Apple said yesterday that Antonio Garcia Martinez has left the company, following internal backlash from Apple employees regarding misogynistic comments he had made in the recent past. 

Garcia Martinez was a brand new hire. Apple brought him on as a product engineer in its advertising platform group. He had previously worked at Facebook and Twitter, specializing in targeted ads; he also spent time on Wall Street.

Fellow Apple employees joined in petition to his involvement with the tech company, drawing attention to statements Garcia Martinez made in his 2016 book Chaos Monkeys, chronicling his experiences in Silicon Valley.

In the book, Garcia Martinez demeaned women in the tech industry, among other assertions deemed sexist, racist, and in contradiction to Apple’s work culture. “Most women in the Bay Area are soft and weak, cosseted and naive despite their claims of worldliness, and generally full of shit,” he wrote. 

Chaos Monkeys was a New York Times bestseller.

As an influential company that regularly touts its commitment to inclusivity and diversity, a hire like Garcia Martinez surprised many – especially those who work at Apple.

[Point-per-instance localization records]

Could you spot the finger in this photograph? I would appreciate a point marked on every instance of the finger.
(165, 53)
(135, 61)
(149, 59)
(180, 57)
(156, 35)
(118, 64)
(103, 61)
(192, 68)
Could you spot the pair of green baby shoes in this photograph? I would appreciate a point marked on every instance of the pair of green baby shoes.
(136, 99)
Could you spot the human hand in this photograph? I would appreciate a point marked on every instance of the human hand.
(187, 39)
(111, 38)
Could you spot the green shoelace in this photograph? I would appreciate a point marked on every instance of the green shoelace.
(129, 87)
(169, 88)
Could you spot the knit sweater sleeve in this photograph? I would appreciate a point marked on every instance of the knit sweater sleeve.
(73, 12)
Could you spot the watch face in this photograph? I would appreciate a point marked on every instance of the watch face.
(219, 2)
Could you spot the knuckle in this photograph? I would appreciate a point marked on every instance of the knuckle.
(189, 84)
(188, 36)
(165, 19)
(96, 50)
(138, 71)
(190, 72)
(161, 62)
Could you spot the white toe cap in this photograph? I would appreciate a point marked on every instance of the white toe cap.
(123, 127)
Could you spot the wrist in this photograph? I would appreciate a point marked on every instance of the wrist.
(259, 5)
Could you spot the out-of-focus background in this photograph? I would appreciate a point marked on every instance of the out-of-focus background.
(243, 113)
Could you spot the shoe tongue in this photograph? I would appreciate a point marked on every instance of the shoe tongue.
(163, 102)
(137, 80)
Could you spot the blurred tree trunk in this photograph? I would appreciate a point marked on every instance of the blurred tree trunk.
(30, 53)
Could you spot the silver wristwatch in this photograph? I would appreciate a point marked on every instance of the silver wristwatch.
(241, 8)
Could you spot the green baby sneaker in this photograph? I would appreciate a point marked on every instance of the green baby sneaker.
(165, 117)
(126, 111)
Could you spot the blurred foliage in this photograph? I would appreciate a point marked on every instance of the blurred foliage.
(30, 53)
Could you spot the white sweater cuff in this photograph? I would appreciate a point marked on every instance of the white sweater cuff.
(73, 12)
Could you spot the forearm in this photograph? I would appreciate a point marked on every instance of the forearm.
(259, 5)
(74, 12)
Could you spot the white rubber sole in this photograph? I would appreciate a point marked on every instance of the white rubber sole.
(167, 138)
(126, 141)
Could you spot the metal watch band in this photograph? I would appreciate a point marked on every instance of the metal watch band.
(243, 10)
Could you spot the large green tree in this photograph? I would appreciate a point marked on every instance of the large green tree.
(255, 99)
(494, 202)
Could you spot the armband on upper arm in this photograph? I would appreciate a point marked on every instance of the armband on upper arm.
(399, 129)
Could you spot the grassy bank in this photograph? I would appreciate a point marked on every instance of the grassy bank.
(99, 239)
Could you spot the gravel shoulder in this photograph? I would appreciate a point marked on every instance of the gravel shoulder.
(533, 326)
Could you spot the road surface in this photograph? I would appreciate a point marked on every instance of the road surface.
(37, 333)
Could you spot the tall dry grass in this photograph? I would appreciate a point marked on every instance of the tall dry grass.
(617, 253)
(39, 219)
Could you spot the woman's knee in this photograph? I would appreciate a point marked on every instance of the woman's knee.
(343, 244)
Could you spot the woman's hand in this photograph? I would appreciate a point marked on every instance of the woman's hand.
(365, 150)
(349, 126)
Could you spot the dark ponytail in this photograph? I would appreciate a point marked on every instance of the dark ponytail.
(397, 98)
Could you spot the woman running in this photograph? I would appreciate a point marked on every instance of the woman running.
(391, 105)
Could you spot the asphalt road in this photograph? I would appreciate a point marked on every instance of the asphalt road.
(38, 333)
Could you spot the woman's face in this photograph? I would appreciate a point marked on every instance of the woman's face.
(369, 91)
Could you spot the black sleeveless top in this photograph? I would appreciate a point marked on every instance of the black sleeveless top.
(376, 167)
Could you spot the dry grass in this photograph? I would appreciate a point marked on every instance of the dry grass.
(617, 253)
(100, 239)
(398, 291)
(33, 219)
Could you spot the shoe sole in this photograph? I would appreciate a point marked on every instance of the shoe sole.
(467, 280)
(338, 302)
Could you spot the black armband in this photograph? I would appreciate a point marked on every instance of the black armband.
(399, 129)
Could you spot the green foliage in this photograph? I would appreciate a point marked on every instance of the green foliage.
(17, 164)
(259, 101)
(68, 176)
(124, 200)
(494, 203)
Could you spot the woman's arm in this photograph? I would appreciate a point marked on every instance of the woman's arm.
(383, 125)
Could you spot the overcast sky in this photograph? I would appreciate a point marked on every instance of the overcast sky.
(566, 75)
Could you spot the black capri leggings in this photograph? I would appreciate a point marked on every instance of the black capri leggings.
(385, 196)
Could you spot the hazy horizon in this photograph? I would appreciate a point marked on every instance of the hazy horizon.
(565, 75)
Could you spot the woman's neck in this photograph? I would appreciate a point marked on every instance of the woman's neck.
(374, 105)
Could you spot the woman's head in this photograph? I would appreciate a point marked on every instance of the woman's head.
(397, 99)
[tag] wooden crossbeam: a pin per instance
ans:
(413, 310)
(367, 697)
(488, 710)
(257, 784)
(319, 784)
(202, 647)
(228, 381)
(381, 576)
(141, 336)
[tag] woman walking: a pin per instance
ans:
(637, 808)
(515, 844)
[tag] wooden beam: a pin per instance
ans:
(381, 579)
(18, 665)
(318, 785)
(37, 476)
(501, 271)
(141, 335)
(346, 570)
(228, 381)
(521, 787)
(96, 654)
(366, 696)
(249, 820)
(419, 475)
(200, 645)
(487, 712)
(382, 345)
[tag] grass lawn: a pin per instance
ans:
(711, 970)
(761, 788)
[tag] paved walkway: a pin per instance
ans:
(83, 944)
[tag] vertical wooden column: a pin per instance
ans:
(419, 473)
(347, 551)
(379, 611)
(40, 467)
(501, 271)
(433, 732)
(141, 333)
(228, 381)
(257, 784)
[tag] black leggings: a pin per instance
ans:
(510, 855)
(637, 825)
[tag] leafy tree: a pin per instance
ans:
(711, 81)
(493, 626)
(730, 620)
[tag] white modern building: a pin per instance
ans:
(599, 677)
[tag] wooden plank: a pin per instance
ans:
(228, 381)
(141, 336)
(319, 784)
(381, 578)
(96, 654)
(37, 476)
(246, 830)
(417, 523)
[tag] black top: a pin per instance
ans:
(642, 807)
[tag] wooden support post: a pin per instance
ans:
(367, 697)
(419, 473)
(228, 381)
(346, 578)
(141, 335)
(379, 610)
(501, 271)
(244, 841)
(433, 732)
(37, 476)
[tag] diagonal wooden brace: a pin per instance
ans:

-- Exercise set --
1) Rewrite the article on Garcia Martinez leaving Apple from "In the book, Garcia" to "York Times bestseller.", and put "technology industry" where "tech industry" appears.
2) Please extend the article on Garcia Martinez leaving Apple, picking up after its last sentence.
The records are separate material and have nothing to do with the article.

-- Answer section --
1)
In the book, Garcia Martinez demeaned women in the technology industry, among other assertions deemed sexist, racist, and in contradiction to Apple’s work culture. “Most women in the Bay Area are soft and weak, cosseted and naive despite their claims of worldliness, and generally full of shit,” he wrote. 

Chaos Monkeys was a New York Times bestseller.

2)
In an internal memo, co-workers demanded “an investigation into how his published views on women and people of color were missed or ignored.” Over 2,000 employees signed, also criticizing the hire on social media.

In response to Garcia Martinez’s hiring and leaving, Apple told Bloomberg, “At Apple, we have always strived to create an inclusive, welcoming workplace where everyone is respected and accepted. Behavior that demeans or discriminates against people for who they are has no place here.” 

Apple naturally made a wise PR move in parting ways with the Silicon Valley bad boy, but one detail remains unclear – how did Garcia Martinez get hired at Apple in the first place? Were his controversial comments somehow overlooked, or did some Apple executive knowingly look the other way? 

While Apple has commented on Garcia Martinez’s dismissal, it has not addressed his initial hiring. Garcia Martinez has not made a statement.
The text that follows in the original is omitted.